PROBLEM TO WORK ON
Rewrite the material below so that each "instance" becomes "object", keeping every other character the same.
START DATA IN THIS EXERCISE
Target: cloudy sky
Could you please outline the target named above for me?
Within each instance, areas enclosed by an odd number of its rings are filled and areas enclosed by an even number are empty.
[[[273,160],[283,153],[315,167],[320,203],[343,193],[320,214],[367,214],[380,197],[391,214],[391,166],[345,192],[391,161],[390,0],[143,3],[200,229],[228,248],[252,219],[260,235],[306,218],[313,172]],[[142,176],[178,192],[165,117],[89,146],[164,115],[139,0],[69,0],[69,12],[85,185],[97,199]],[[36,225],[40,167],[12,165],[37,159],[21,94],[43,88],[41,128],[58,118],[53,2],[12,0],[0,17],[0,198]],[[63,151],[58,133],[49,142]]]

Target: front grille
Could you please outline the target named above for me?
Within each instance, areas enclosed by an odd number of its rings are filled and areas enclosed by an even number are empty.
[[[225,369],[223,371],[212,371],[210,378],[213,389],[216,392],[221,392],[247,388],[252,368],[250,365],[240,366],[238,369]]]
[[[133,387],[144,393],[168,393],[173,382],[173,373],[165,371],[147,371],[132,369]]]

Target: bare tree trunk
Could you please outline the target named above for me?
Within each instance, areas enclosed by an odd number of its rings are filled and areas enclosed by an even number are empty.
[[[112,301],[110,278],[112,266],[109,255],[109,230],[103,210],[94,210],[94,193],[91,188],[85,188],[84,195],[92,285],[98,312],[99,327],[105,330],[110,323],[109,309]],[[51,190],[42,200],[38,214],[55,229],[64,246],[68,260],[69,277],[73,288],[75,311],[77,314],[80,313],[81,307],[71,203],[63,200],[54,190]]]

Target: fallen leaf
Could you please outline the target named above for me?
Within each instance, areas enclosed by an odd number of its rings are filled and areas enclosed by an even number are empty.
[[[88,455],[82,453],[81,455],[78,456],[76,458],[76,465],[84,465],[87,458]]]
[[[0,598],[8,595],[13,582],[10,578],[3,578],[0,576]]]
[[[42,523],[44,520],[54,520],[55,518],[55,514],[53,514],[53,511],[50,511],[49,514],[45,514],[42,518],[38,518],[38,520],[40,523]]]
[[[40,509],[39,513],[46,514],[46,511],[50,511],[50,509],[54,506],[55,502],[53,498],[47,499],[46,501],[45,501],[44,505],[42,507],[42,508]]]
END DATA IN THIS EXERCISE
EXERCISE SOLUTION
Target: cloudy sky
Could you please outline the target named above for me?
Within each object, areas enclosed by an odd number of its rings are filled and areas enclosed by an even number are empty.
[[[273,160],[283,153],[315,167],[320,203],[343,193],[320,214],[367,214],[380,197],[391,214],[391,166],[345,192],[391,161],[390,0],[143,3],[200,229],[228,248],[252,219],[260,235],[306,218],[313,172]],[[142,176],[178,192],[165,117],[89,146],[164,115],[139,0],[69,0],[69,12],[85,185],[97,199]],[[36,225],[40,167],[12,165],[37,159],[21,94],[43,88],[41,128],[58,118],[53,2],[12,0],[0,17],[0,198]],[[63,151],[58,133],[49,142]]]

Target: front grille
Could you please outline the target named above for me?
Within each object, areas enclosed by an odd number of its rings are filled and areas enclosed by an even number are empty.
[[[225,369],[223,371],[212,371],[210,378],[213,389],[216,392],[221,392],[247,388],[252,368],[250,365],[240,366],[238,369]]]
[[[133,387],[144,393],[168,393],[173,382],[173,373],[165,371],[147,371],[132,369]]]

Target: bare tree trunk
Could you please outline the target named above for me?
Within each object, areas enclosed by an odd number of its rings are filled and areas enclosed by an even number are empty.
[[[112,301],[110,278],[112,266],[109,255],[109,230],[103,210],[94,210],[94,193],[91,188],[85,188],[84,195],[92,285],[98,312],[99,327],[105,330],[110,323],[109,309]],[[51,190],[42,200],[38,214],[55,229],[64,246],[68,260],[69,277],[73,288],[75,311],[77,314],[80,313],[81,307],[71,203],[63,200],[54,190]]]

Target: fallen leaf
Could you please outline the target named above for me?
Within each object, areas enclosed by an odd number of its rings are filled and areas enclosed by an even number are empty.
[[[88,455],[82,453],[81,455],[78,456],[76,458],[76,465],[84,465],[87,458]]]
[[[0,598],[8,595],[13,582],[10,578],[3,578],[0,576]]]
[[[42,523],[44,520],[54,520],[55,518],[55,514],[53,514],[53,511],[50,511],[49,514],[45,514],[42,518],[38,518],[38,520],[40,523]]]
[[[40,509],[39,513],[46,514],[46,511],[50,511],[50,509],[54,506],[55,502],[53,498],[47,499],[46,501],[45,501],[44,505],[42,507],[42,508]]]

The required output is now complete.